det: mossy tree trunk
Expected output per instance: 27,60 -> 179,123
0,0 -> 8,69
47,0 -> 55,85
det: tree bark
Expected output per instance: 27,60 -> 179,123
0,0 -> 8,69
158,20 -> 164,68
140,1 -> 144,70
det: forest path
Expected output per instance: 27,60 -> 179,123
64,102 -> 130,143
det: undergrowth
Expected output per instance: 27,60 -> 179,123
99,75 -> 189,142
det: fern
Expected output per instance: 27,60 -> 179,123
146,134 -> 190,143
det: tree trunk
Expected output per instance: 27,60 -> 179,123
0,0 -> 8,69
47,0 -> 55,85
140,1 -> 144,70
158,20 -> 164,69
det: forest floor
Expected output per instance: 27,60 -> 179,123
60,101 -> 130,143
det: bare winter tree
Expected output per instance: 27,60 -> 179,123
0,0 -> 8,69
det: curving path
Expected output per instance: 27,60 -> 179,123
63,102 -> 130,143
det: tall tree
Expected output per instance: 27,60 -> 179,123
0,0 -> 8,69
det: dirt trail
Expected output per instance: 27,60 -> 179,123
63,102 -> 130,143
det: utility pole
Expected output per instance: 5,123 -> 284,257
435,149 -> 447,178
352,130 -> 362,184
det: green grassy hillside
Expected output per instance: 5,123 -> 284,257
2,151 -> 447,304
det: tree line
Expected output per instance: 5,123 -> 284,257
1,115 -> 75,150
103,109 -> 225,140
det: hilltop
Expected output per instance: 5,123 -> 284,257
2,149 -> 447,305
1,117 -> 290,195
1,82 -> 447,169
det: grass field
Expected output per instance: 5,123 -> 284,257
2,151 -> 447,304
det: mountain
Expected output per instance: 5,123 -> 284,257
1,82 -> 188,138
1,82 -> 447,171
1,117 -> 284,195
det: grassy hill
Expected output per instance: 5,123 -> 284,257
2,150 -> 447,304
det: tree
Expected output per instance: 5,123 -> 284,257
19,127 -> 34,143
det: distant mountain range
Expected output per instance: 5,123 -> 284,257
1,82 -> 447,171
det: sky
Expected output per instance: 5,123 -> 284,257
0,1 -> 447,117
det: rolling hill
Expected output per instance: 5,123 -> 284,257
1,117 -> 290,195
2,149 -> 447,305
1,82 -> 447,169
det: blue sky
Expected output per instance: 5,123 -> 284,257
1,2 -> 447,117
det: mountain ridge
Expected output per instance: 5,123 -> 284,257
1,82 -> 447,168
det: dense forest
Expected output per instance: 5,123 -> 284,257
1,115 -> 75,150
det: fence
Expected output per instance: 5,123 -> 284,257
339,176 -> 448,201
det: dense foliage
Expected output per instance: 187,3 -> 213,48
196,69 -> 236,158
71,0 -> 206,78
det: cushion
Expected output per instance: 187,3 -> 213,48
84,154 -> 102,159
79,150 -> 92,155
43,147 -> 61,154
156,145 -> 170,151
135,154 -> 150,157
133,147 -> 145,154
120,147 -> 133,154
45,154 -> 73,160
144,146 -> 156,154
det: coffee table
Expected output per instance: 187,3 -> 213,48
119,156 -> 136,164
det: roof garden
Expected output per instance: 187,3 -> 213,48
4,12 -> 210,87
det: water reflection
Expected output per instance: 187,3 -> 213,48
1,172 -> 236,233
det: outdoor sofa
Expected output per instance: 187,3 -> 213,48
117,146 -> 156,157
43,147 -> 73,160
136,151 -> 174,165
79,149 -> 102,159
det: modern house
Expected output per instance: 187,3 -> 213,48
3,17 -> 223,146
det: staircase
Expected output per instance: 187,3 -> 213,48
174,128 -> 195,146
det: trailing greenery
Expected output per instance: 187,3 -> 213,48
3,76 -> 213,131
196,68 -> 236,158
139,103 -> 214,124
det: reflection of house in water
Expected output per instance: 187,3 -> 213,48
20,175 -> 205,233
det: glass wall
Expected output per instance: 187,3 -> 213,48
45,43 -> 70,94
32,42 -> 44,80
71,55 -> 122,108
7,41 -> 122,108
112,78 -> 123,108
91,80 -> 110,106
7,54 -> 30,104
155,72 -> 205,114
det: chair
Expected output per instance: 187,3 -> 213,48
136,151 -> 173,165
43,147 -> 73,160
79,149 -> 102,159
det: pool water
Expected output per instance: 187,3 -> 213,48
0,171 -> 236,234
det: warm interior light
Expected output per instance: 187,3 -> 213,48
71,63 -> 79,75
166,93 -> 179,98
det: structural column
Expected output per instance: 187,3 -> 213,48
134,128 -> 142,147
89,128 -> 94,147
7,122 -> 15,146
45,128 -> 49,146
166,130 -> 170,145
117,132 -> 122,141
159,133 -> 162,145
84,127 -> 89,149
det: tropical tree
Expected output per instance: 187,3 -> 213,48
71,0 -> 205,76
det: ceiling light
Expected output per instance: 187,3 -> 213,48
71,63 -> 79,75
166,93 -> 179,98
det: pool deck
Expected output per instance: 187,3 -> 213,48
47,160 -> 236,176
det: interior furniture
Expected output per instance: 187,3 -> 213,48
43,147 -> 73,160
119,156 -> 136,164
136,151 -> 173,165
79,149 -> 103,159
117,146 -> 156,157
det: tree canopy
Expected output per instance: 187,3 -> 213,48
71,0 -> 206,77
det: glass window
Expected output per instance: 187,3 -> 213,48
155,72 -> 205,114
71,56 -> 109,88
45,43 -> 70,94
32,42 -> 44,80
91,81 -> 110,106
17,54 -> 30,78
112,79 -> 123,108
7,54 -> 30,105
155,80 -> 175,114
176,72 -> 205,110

════════

해야 할 일: 위에 있는 행을 처음부터 끝까지 하나도 빠짐없이 글자 하나 바꾸지 말고 그대로 베껴 쓰세요.

과제 답변:
det: mossy tree trunk
Expected output per instance: 27,60 -> 179,123
0,0 -> 8,69
47,0 -> 55,85
det: tree bark
Expected output per instance: 27,60 -> 179,123
0,0 -> 8,69
158,20 -> 164,68
140,1 -> 144,70
det: forest path
Expected output per instance: 27,60 -> 179,123
64,102 -> 130,143
det: undergrowth
Expected output per instance: 27,60 -> 179,123
99,75 -> 189,142
det: fern
Expected output per instance: 27,60 -> 179,123
146,134 -> 190,143
det: tree trunk
Expected output per instance: 27,60 -> 179,123
0,0 -> 8,69
47,0 -> 55,85
140,1 -> 144,70
158,20 -> 164,69
det: forest floor
Expected output per instance: 27,60 -> 179,123
60,101 -> 130,143
det: bare winter tree
Expected output per instance: 27,60 -> 179,123
0,0 -> 8,69
det: curving path
Expected output per instance: 27,60 -> 179,123
63,102 -> 130,143
det: tall tree
Expected output per instance: 27,60 -> 179,123
0,0 -> 8,69
det: dirt trail
Expected output per instance: 27,60 -> 179,123
63,102 -> 130,143
det: utility pole
Expected output per instance: 5,123 -> 284,257
435,149 -> 447,178
352,130 -> 362,184
det: green grassy hillside
Expected output per instance: 5,123 -> 284,257
2,151 -> 447,304
det: tree line
Expected output per instance: 5,123 -> 284,257
1,115 -> 75,150
103,109 -> 225,140
det: hilltop
Expected output per instance: 5,123 -> 284,257
2,149 -> 447,305
1,117 -> 290,195
1,82 -> 447,169
det: grass field
Expected output per instance: 5,123 -> 284,257
2,151 -> 447,304
det: mountain
Expected output per instance: 5,123 -> 284,257
1,82 -> 188,138
1,82 -> 447,171
1,117 -> 284,195
det: grassy hill
Expected output per instance: 5,123 -> 284,257
2,150 -> 447,304
det: tree
Expected output per instance: 5,123 -> 284,257
19,127 -> 34,143
det: distant mountain range
Expected output per instance: 5,123 -> 284,257
1,82 -> 447,171
det: sky
Expected output per instance: 5,123 -> 284,257
0,1 -> 447,117
det: rolling hill
Expected output per instance: 5,123 -> 284,257
1,117 -> 290,195
2,149 -> 447,305
1,82 -> 447,169
det: blue sky
Expected output per instance: 5,123 -> 284,257
1,2 -> 447,117
det: mountain ridge
Expected output per instance: 5,123 -> 284,257
1,82 -> 447,168
det: dense forest
Expected output per instance: 5,123 -> 284,257
1,115 -> 75,150
det: fence
Expected output per instance: 5,123 -> 284,257
339,176 -> 448,201
det: dense foliage
Expected output per instance: 187,3 -> 213,48
196,69 -> 236,158
71,0 -> 206,78
det: cushion
Expected output per instance: 187,3 -> 213,48
84,154 -> 102,159
79,150 -> 92,155
43,147 -> 61,154
156,145 -> 170,151
135,154 -> 150,157
133,147 -> 145,154
120,147 -> 133,154
45,154 -> 73,160
144,146 -> 156,154
det: coffee table
Expected output per instance: 187,3 -> 213,48
119,156 -> 136,164
det: roof garden
Expected output per instance: 187,3 -> 213,48
4,12 -> 210,87
det: water reflection
Expected output per instance: 187,3 -> 213,48
1,172 -> 236,233
det: outdoor sofa
Expected output per instance: 187,3 -> 213,48
117,146 -> 156,157
43,147 -> 73,160
136,151 -> 174,165
79,149 -> 102,159
det: modern house
Expected output per instance: 187,3 -> 213,48
3,17 -> 223,146
det: staircase
Expected output per instance: 187,3 -> 213,48
174,128 -> 195,146
det: trailing greenery
Expected output per instance: 187,3 -> 213,48
3,76 -> 213,131
196,68 -> 236,158
139,103 -> 214,124
det: reflection of house in water
Expected output per instance: 187,3 -> 213,48
20,175 -> 205,233
det: glass wall
Expected output per instance: 187,3 -> 213,48
45,43 -> 70,94
32,42 -> 44,80
71,55 -> 122,108
7,41 -> 122,108
112,78 -> 123,108
91,80 -> 110,106
7,54 -> 30,104
155,72 -> 205,114
det: chair
Expected output per instance: 187,3 -> 213,48
136,151 -> 173,165
43,147 -> 73,160
79,149 -> 102,159
det: pool water
Expected output per instance: 187,3 -> 213,48
0,171 -> 236,234
det: warm interior light
Expected output per instance: 187,3 -> 213,48
71,63 -> 79,75
166,93 -> 179,98
det: structural column
Expected output per instance: 187,3 -> 213,48
134,128 -> 142,147
89,128 -> 94,147
7,122 -> 15,146
45,128 -> 49,146
166,130 -> 170,145
117,132 -> 122,141
159,133 -> 162,145
84,127 -> 89,149
det: tropical tree
Expected output per instance: 187,3 -> 213,48
71,0 -> 205,76
det: ceiling light
Expected output per instance: 187,3 -> 213,48
71,63 -> 79,75
166,93 -> 179,98
det: pool deck
Expected output per instance: 187,3 -> 213,48
47,160 -> 236,176
det: interior furniture
Expected output per instance: 187,3 -> 213,48
43,147 -> 73,160
119,156 -> 136,164
136,151 -> 173,165
79,149 -> 103,159
117,146 -> 156,157
det: tree canopy
Expected output per instance: 187,3 -> 213,48
71,0 -> 206,77
det: glass window
Expected output per instance: 187,3 -> 213,48
155,72 -> 205,114
71,56 -> 109,88
45,43 -> 70,94
32,42 -> 44,80
91,81 -> 110,106
17,54 -> 30,78
112,79 -> 123,108
7,54 -> 30,105
155,80 -> 175,114
176,72 -> 205,110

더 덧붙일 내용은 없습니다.